We are at a structural inflection point. Winners in this transition will not be the players controlling generation assets, but those building the connectivity and orchestration layers, enabling large-scale flexibility deployment. Emerging crypto-native coordination models and token-based incentives could further accelerate this shift, enabling decentralized participation, transparent settlement, and global liquidity for flexibility services.

As this paper explores in depth, flexibility is no longer just a technical capability; it is becoming an emerging economic infrastructure—creating new value pools through revenue stacking across capacity markets, ancillary services, demand response, and local markets, reshaping how energy is traded, managed, and monetized.

Core Thesis

The electricity flexibility market is at a tipping point. Rising renewable penetration, growing data center demand, and regulatory pushes are creating a structural imbalance between supply and demand for flexibility services.

• **DIRECTION 1**
The text on electricity flexibility names several places where revenue can be stacked. List them all.

• **Records from a point labeling set**

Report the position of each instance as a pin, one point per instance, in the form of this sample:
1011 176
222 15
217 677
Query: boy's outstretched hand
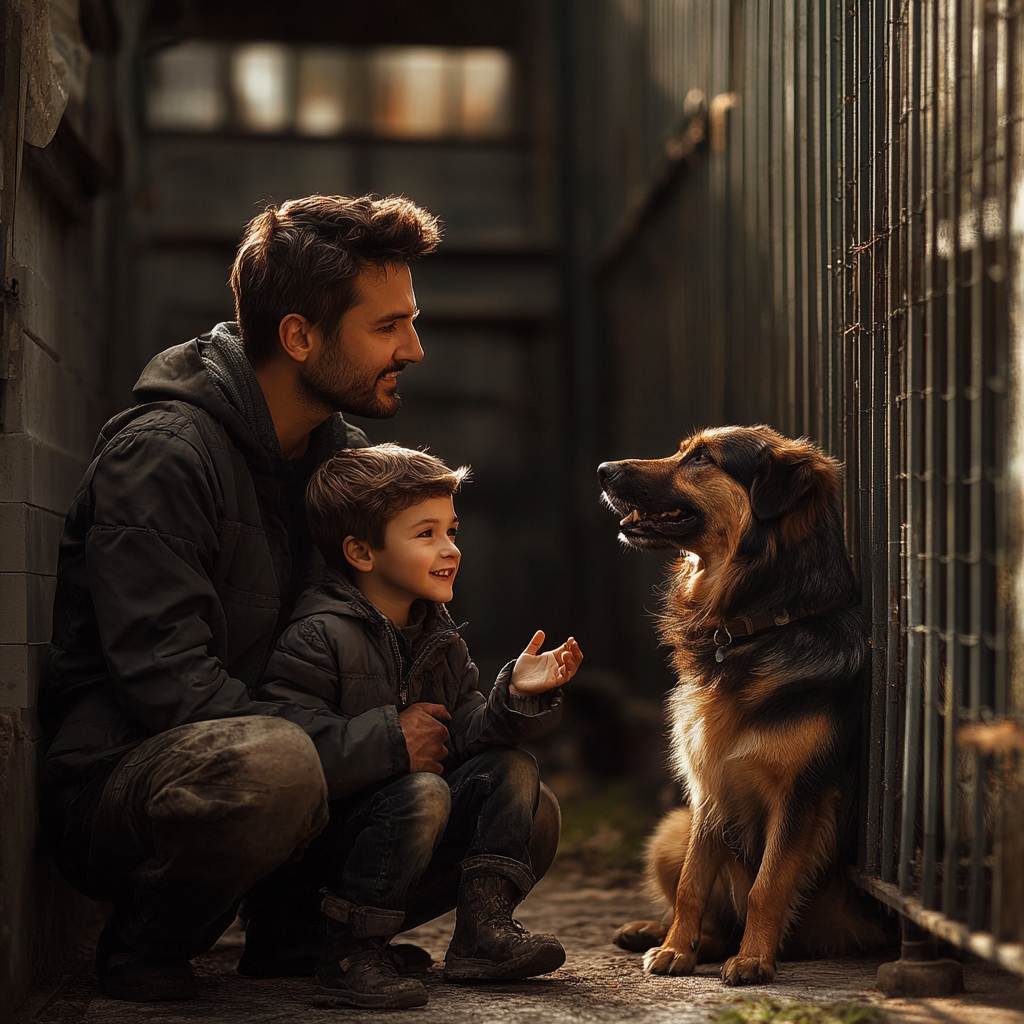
536 673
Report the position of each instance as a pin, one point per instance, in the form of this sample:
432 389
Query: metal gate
811 214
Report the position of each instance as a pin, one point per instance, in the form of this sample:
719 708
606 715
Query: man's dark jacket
174 580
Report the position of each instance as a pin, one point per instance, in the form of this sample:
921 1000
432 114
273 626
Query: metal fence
810 213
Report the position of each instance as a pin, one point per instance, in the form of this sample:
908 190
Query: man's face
356 371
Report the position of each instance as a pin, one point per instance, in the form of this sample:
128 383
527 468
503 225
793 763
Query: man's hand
537 673
426 736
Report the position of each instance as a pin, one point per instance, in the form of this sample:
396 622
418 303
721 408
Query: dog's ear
796 483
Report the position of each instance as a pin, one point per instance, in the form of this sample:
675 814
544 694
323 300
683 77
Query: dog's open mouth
640 524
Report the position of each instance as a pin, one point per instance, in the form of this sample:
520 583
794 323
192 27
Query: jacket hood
181 374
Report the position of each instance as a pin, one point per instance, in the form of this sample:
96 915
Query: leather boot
139 978
487 944
360 972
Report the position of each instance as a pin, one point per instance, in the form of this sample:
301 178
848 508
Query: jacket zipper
435 640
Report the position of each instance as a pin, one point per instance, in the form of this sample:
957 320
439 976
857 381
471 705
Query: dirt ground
598 982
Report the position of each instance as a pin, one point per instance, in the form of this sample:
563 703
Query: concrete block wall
60 227
52 404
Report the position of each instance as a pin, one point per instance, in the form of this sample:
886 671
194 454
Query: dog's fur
762 725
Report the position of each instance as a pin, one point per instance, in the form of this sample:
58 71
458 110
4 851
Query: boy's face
419 558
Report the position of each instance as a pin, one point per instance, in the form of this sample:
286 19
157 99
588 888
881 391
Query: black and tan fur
762 725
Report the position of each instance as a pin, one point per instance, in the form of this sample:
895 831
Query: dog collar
745 626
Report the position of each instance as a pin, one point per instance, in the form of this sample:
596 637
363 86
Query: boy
437 777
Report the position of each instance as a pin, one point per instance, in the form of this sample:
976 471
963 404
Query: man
165 787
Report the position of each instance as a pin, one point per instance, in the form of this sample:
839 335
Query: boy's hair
359 491
304 257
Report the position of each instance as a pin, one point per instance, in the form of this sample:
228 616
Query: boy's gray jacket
172 583
341 654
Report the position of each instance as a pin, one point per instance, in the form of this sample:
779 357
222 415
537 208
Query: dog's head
721 484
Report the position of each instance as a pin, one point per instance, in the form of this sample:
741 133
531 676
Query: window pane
185 91
330 92
262 87
486 92
415 91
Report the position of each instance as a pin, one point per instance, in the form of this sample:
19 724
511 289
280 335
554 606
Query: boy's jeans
394 858
403 842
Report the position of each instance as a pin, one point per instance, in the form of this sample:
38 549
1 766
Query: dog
767 646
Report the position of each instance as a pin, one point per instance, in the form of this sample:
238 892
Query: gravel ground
598 983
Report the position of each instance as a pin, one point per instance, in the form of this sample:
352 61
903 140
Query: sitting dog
767 647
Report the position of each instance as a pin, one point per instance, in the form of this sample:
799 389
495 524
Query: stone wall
57 214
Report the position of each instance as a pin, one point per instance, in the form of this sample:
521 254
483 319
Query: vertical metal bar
925 44
804 220
909 47
955 512
885 444
974 57
862 330
778 58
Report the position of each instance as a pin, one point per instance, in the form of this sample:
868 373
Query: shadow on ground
598 982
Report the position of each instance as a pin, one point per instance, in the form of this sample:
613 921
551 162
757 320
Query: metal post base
919 972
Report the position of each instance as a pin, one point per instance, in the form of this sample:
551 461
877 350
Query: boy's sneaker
487 944
361 973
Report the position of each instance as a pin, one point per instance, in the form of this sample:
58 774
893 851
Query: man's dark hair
304 256
359 491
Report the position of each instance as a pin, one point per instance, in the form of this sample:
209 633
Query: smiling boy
437 779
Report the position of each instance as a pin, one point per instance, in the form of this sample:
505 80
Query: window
325 91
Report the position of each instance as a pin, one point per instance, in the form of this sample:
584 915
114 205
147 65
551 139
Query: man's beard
334 385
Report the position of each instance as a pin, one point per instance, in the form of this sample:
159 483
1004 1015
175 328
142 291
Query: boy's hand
426 736
538 673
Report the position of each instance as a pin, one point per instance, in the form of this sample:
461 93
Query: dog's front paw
749 970
665 960
640 935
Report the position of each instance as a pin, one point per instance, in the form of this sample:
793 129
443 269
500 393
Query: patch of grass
605 830
766 1010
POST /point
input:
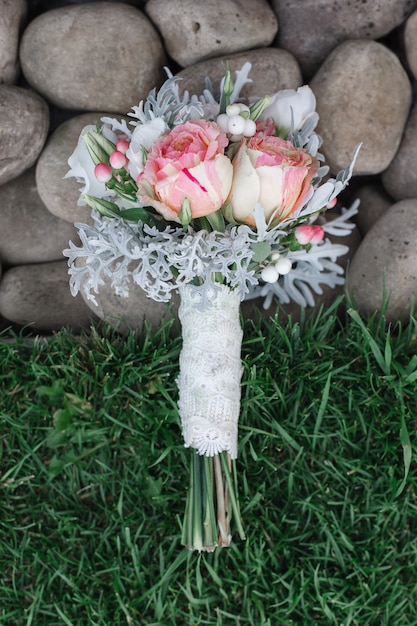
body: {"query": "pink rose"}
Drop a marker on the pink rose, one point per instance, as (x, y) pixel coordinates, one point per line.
(270, 171)
(306, 234)
(187, 163)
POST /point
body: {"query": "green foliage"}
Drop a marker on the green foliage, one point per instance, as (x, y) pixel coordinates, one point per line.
(94, 475)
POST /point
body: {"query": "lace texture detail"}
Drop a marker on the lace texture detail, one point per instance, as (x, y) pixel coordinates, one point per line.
(210, 372)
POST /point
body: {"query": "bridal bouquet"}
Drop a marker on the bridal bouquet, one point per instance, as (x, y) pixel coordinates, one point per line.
(219, 199)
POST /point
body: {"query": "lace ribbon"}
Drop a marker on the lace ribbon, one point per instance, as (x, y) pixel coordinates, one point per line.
(210, 372)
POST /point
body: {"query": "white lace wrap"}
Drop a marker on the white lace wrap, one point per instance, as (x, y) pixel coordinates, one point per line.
(210, 372)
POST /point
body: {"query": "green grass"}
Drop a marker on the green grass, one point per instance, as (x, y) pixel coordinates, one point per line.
(94, 476)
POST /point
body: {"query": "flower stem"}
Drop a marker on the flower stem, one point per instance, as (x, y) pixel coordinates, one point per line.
(211, 503)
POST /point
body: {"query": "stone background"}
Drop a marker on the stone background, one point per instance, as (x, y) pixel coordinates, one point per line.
(63, 64)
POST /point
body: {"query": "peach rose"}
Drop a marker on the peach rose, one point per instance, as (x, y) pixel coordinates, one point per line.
(270, 171)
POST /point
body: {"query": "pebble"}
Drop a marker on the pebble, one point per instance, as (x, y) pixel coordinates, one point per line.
(272, 69)
(24, 123)
(81, 58)
(38, 294)
(60, 195)
(12, 15)
(374, 201)
(387, 257)
(28, 232)
(400, 178)
(410, 43)
(195, 31)
(92, 57)
(351, 89)
(310, 30)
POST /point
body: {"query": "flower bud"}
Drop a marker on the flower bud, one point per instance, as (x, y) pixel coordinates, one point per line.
(250, 128)
(270, 274)
(122, 146)
(103, 172)
(283, 265)
(223, 121)
(117, 160)
(232, 109)
(257, 108)
(236, 125)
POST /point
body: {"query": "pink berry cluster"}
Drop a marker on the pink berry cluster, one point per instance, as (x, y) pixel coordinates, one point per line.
(115, 169)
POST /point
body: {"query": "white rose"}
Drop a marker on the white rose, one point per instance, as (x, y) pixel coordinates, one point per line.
(82, 166)
(290, 104)
(142, 139)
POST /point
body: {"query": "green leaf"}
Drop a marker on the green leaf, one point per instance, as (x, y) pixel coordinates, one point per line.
(261, 251)
(98, 146)
(185, 213)
(407, 453)
(227, 91)
(228, 213)
(384, 364)
(104, 207)
(137, 214)
(216, 221)
(63, 418)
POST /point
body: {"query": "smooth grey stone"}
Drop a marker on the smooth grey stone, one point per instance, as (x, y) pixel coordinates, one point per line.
(24, 124)
(400, 178)
(272, 70)
(93, 57)
(131, 312)
(410, 43)
(385, 264)
(351, 89)
(12, 14)
(195, 31)
(374, 201)
(59, 194)
(39, 295)
(28, 231)
(311, 29)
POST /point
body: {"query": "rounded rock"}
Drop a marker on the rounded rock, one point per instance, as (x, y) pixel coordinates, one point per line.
(92, 57)
(386, 261)
(351, 89)
(310, 30)
(272, 70)
(11, 17)
(28, 232)
(410, 43)
(194, 31)
(38, 295)
(399, 179)
(24, 124)
(60, 195)
(374, 201)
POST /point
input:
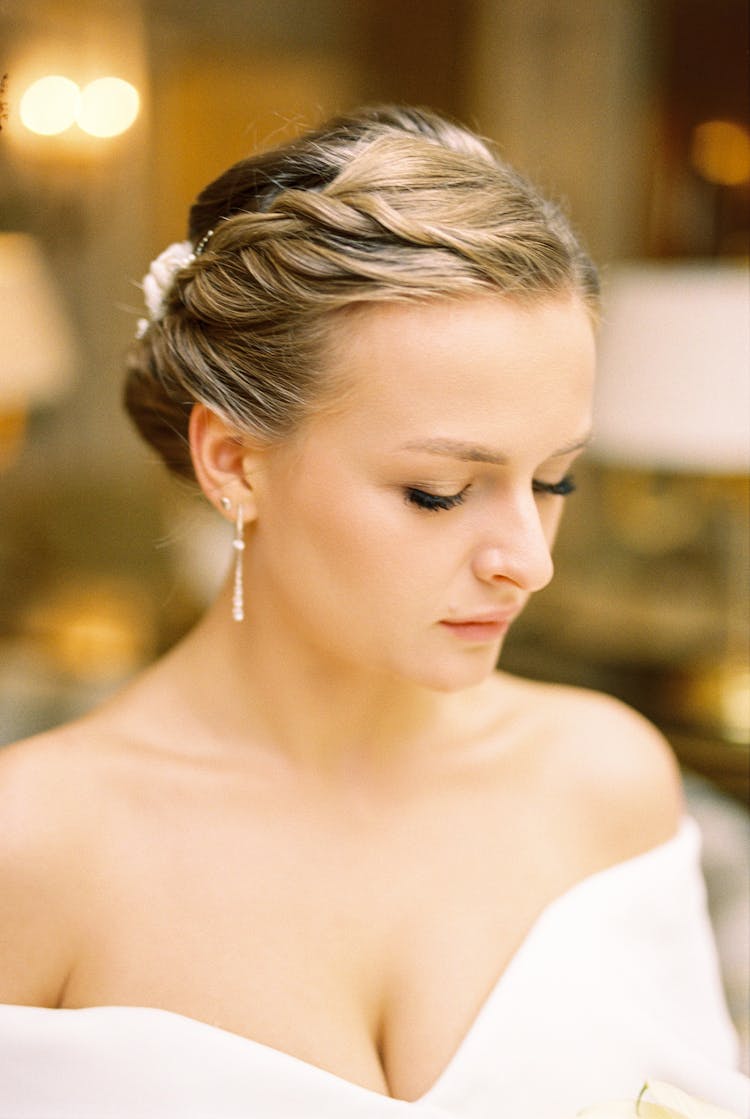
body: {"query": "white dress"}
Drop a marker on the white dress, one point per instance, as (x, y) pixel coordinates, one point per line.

• **DIRECTION 2**
Return every line of the records that contains the string "wrap", matching case exactly.

• **EXERCISE RESULT 1**
capacity markets
ancillary services
demand response
local markets

• **EXERCISE RESULT 2**
body: {"query": "white lace wrap"}
Drop a marker on the white lace wrap, one point per instance, as (x, y) pixel coordinates, one point per line.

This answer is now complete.